*** Opening MATERIALS PROVIDED ***
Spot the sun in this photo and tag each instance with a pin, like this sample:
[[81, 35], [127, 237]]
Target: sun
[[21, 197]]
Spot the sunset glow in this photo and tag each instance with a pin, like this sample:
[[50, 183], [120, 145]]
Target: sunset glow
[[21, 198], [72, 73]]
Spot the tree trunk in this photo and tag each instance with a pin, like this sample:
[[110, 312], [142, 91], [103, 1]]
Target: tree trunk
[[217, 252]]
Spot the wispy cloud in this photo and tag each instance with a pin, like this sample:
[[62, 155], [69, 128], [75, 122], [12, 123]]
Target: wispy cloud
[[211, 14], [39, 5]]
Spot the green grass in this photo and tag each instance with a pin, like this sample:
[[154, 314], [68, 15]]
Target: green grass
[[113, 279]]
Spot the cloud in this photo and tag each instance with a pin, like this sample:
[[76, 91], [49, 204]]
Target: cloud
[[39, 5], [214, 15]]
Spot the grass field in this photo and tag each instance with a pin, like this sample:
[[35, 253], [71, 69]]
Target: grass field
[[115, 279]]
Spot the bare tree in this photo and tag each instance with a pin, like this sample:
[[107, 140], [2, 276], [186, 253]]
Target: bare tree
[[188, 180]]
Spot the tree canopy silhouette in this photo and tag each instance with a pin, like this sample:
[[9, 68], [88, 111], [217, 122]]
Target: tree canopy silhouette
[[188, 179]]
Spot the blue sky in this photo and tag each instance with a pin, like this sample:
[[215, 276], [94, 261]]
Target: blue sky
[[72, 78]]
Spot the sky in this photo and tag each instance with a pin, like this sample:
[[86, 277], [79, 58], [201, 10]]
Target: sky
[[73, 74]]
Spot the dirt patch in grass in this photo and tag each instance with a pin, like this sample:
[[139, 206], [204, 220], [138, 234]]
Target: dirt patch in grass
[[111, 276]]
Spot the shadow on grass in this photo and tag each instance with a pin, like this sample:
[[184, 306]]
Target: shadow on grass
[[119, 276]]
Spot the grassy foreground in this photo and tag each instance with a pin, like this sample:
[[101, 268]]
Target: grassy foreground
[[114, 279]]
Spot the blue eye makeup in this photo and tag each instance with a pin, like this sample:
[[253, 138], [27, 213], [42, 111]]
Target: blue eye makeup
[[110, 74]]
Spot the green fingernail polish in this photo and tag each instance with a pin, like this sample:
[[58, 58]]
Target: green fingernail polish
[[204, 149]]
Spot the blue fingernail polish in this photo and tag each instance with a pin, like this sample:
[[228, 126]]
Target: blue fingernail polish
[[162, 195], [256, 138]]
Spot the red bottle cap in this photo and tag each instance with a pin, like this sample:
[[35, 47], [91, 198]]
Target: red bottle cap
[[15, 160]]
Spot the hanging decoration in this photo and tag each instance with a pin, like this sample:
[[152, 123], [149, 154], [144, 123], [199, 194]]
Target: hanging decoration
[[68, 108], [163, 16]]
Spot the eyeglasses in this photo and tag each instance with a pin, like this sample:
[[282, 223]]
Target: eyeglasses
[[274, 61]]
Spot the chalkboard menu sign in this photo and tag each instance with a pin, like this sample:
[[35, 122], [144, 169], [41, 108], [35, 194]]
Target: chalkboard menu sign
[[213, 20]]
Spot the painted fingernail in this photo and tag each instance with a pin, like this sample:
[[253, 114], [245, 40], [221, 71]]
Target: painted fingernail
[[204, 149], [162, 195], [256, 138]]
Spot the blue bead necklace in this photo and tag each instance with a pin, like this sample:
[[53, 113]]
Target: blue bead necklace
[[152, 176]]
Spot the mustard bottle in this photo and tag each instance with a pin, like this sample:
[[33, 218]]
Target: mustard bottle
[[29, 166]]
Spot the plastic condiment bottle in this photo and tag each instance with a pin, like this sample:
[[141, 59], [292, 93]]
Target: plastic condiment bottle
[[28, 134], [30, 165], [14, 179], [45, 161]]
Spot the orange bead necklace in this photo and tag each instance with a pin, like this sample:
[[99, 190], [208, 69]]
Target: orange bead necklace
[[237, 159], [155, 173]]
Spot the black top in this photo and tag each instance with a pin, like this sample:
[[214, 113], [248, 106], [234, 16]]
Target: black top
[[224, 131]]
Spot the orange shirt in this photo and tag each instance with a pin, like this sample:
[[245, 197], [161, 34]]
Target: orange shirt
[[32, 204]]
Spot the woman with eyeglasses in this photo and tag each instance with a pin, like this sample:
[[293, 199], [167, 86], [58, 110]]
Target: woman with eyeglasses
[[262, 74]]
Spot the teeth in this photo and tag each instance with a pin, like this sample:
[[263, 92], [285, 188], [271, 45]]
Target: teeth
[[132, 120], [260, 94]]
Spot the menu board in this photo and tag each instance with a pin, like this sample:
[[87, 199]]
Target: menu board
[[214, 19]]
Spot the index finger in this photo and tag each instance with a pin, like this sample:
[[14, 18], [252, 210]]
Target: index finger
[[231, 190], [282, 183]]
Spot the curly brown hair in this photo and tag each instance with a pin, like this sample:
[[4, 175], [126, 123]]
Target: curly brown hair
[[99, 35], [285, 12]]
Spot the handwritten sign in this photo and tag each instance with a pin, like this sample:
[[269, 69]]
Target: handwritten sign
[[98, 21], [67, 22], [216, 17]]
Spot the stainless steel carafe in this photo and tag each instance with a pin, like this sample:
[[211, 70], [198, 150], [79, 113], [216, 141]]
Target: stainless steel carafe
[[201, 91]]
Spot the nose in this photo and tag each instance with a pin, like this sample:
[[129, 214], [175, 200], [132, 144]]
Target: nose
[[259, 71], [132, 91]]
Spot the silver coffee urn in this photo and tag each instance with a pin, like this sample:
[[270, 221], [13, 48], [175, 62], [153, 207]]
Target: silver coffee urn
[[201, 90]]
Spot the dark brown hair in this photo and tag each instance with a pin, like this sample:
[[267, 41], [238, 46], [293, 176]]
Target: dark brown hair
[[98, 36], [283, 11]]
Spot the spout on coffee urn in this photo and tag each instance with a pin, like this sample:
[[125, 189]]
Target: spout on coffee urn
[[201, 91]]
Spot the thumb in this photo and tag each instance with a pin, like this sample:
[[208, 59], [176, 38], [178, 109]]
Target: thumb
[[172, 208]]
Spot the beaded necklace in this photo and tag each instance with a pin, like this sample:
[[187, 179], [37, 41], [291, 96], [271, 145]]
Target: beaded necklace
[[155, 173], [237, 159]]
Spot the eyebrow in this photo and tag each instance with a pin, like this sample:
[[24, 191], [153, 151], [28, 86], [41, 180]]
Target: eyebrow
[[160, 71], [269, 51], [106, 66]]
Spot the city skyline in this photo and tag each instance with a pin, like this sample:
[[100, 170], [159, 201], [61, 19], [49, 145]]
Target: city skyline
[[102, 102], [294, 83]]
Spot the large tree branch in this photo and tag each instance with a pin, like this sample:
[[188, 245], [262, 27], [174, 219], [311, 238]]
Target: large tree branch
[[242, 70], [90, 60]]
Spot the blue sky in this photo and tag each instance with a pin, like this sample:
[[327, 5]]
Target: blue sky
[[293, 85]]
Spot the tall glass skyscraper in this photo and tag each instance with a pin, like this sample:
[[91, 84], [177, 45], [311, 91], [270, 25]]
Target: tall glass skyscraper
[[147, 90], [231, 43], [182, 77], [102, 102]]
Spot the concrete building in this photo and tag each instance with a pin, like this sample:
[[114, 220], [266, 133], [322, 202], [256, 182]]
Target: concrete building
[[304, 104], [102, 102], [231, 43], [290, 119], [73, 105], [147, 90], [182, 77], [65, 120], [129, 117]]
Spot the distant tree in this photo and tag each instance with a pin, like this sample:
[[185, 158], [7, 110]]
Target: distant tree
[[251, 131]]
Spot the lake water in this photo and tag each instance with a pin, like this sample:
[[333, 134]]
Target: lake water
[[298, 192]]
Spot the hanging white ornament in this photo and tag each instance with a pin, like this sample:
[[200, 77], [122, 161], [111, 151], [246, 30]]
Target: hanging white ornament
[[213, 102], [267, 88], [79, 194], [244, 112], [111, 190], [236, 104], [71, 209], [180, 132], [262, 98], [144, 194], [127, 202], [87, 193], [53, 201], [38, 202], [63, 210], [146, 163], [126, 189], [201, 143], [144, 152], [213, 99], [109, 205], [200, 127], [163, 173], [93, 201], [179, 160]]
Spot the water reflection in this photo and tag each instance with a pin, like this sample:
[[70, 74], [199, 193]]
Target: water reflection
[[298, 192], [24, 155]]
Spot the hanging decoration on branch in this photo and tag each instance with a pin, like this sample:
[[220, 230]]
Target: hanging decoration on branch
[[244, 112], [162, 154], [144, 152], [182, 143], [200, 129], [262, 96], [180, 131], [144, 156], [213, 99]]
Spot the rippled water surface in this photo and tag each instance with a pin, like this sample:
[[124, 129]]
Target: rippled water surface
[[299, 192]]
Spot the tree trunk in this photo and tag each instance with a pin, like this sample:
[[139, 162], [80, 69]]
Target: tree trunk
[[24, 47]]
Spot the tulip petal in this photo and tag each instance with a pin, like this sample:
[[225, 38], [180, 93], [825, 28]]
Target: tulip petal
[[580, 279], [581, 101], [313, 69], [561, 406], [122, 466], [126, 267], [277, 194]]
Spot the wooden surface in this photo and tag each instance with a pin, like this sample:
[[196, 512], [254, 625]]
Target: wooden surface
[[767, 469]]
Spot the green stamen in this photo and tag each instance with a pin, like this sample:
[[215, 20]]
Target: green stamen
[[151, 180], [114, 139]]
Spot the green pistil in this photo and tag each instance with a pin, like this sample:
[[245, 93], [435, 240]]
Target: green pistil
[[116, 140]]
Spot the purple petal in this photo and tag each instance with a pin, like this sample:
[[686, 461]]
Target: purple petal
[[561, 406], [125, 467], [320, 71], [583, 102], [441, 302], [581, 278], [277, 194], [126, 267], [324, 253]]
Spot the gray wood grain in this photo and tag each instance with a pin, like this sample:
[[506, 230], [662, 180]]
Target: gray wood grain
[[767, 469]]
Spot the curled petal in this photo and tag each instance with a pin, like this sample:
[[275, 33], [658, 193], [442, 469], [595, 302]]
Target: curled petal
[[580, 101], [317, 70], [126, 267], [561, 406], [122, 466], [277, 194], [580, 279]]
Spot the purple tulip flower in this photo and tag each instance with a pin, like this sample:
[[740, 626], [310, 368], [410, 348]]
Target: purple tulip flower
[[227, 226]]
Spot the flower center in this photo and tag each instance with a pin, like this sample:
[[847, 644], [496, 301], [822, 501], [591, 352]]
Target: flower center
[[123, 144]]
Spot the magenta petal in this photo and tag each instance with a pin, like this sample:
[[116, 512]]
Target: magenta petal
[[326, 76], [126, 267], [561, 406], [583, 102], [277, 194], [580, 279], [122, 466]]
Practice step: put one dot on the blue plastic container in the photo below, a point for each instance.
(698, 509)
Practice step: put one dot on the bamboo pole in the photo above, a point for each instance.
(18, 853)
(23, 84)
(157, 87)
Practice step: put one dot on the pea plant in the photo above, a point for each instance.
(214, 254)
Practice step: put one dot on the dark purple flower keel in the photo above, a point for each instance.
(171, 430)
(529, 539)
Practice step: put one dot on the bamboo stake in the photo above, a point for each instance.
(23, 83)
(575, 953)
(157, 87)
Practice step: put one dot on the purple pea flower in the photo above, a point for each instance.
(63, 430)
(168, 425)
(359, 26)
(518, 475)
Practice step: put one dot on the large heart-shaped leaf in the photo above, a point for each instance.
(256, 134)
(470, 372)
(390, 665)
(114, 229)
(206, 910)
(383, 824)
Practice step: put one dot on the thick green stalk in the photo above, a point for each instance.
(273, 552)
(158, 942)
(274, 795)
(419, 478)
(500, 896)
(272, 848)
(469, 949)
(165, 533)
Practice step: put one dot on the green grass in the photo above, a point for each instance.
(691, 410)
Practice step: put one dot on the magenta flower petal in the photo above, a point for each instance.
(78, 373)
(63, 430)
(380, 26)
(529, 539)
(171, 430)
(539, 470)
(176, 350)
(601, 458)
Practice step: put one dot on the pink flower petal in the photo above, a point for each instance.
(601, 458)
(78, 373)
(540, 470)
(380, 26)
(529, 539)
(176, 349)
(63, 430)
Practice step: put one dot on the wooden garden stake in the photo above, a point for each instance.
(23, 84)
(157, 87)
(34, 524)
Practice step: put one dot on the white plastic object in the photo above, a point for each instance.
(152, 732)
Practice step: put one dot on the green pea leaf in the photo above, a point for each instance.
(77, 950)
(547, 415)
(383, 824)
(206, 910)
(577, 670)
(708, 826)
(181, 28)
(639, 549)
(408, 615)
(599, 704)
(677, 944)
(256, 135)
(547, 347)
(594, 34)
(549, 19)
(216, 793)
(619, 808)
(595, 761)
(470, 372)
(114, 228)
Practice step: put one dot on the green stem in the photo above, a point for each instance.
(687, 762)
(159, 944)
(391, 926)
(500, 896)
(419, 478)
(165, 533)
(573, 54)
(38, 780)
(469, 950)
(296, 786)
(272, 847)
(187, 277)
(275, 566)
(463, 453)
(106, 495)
*** Closing MATERIALS PROVIDED ***
- [WHAT TO PRODUCE]:
All that is wanted is an exact copy of the lines above from the one with "[[200, 77], [122, 161], [111, 151], [246, 30]]" through the one with "[[245, 93], [435, 240]]", with both ends included.

- [RESULT FOR THIS EXERCISE]:
[[200, 77], [122, 161], [111, 151], [246, 30]]
Target: hanging white ornament
[[213, 102], [267, 88], [79, 194], [244, 112], [111, 190], [236, 104], [71, 209], [180, 132], [262, 98], [144, 194], [127, 202], [87, 193], [53, 201], [38, 202], [63, 210], [146, 163], [126, 189], [201, 143], [144, 152], [213, 99], [109, 205], [200, 127], [163, 173], [93, 201], [179, 160]]
Spot the water reflection in this photo and tag each instance with a pin, like this sample:
[[70, 74], [199, 193]]
Target: water reflection
[[298, 192], [24, 155]]
Spot the hanging decoration on branch in this photo and tag each instance with a pin, like this sample:
[[220, 230]]
Target: hanging decoration on branch
[[244, 112], [162, 154], [144, 152], [182, 143], [200, 129], [262, 96], [180, 131], [144, 156], [213, 99]]
Spot the rippled water surface in this photo and tag each instance with a pin, like this sample:
[[124, 129]]
Target: rippled water surface
[[299, 192]]
Spot the tree trunk in this photo and tag each instance with a pin, like this sample:
[[139, 162], [80, 69]]
Target: tree trunk
[[24, 47]]
Spot the tulip petal in this photo and tag each instance with a pin, like this sample:
[[225, 38], [180, 93], [825, 28]]
Target: tulip petal
[[580, 279], [581, 101], [313, 69], [561, 406], [122, 466], [126, 267], [277, 194]]
Spot the wooden surface in this photo and tag each instance with a pin, like this sample:
[[196, 512], [254, 625]]
Target: wooden surface
[[767, 469]]
Spot the green stamen in this photo and tag each instance with a pin, like this sample:
[[215, 20]]
Target: green stamen
[[151, 180], [114, 139]]
Spot the green pistil in this photo and tag each instance with a pin, like this sample:
[[245, 93], [435, 240]]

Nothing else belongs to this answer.